■ Task to carry out: Put each line of the data below into a Markdown table with the columns Row and Line. Number the rows and leave out any blank lines.

■ Extracted information:

▶

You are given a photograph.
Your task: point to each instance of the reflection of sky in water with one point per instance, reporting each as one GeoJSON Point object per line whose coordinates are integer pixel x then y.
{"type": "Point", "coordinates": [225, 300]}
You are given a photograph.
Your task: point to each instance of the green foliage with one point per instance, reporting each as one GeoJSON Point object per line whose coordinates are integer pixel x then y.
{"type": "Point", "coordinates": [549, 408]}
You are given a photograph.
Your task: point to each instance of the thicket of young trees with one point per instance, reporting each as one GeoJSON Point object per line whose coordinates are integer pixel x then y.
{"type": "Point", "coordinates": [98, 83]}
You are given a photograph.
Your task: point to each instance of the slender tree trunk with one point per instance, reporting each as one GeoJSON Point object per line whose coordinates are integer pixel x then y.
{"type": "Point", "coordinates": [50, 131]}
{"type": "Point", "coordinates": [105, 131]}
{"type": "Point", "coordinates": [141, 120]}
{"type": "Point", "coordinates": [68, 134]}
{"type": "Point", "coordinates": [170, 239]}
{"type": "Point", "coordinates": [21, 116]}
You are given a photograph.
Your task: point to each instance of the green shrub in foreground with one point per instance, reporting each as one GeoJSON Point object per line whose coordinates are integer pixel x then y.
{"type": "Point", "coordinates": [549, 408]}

◀

■ Written answer:
| Row | Line |
|---|---|
| 1 | You are given a photograph. |
| 2 | Your task: point to each instance of the reflection of sky in water with one point per instance, reporting each as one GeoJSON Point object per line whose coordinates are integer pixel x then y. |
| 3 | {"type": "Point", "coordinates": [225, 300]} |
| 4 | You are given a photograph. |
| 5 | Your task: point to each instance of the green foliage with one point per instance, reporting each as one GeoJSON Point object per line whose coordinates are integer pixel x then y. |
| 6 | {"type": "Point", "coordinates": [549, 408]} |
| 7 | You are given a photograph. |
| 8 | Your task: point to each instance of the thicket of young trees with one point per instance, reporting each as one GeoJSON Point object per line whose coordinates are integer pixel x then y. |
| 9 | {"type": "Point", "coordinates": [98, 83]} |
| 10 | You are given a photograph. |
| 11 | Your task: point to each instance of the slender tree trunk with one point per instance, reporting each as one GeoJSON Point object per line whose coordinates are integer pixel x then y. |
| 12 | {"type": "Point", "coordinates": [50, 131]} |
| 13 | {"type": "Point", "coordinates": [105, 131]} |
| 14 | {"type": "Point", "coordinates": [141, 120]} |
| 15 | {"type": "Point", "coordinates": [68, 134]} |
| 16 | {"type": "Point", "coordinates": [170, 239]} |
| 17 | {"type": "Point", "coordinates": [21, 116]} |
| 18 | You are given a photograph. |
| 19 | Your task: point to each instance of the green shrub in foreground with one point per instance, reporting each as one GeoJSON Point object per line whose coordinates are integer pixel x then y. |
| 20 | {"type": "Point", "coordinates": [549, 408]} |